Newtown’s congressional representatives announced ten days ago that the town had secured another federal grant — this one $7.1 million from the Department of Justice — for mental health services and school safety measures. It is the latest infusion of money from the government in the wake of the December 2012 tragedy at the Sandy Hook Elementary School. It follows earlier grants from the Office for Victims of Crime and the US Department of Education’s School Emergency Response to Violence program totaling $4.7 million. No one was prepared for the local horror of 12/14, and nothing seems to impel the flow of federal money like after-the-fact “precautions” in the wake of profound tragedy.
Trauma psychologist Kevin Becker has highlighted what he calls “that heroic period” of the first weeks and months following 12/14 when help poured into Newtown, and community cohesion and mutual support flourished. At his talk here last month at the extraordinary “Day of Shared Experience” — which also included people from the stricken communities of Nickel Mines, Columbine, and Virginia Tech — Dr Becker noted that as time passes, disillusionment can set in when the pervasive negative psychological impacts of trauma persist in the community, often in the form of perceived threats. The tide of money that has come Newtown’s way is intended, in large part, to address those threats not just by giving the community the sense of being prepared, but by giving us the infrastructure of programs, services, and facilities that actually make us prepared to meet those threats.

**THE DATA:**
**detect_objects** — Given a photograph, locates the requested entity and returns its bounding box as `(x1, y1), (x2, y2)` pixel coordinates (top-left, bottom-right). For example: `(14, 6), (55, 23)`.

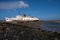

**WHAT YOU ARE ASKED TO DO:**
Write out the stretch of the text on Newtown's federal grants from "Newtown’s congressional representatives" through "of profound tragedy.". Rely only on the text about Newtown's federal grants for what follows.

**EXERCISE RESULT:**
Newtown’s congressional representatives announced ten days ago that the town had secured another federal grant — this one $7.1 million from the Department of Justice — for mental health services and school safety measures. It is the latest infusion of money from the government in the wake of the December 2012 tragedy at the Sandy Hook Elementary School. It follows earlier grants from the Office for Victims of Crime and the US Department of Education’s School Emergency Response to Violence program totaling $4.7 million. No one was prepared for the local horror of 12/14, and nothing seems to impel the flow of federal money like after-the-fact “precautions” in the wake of profound tragedy.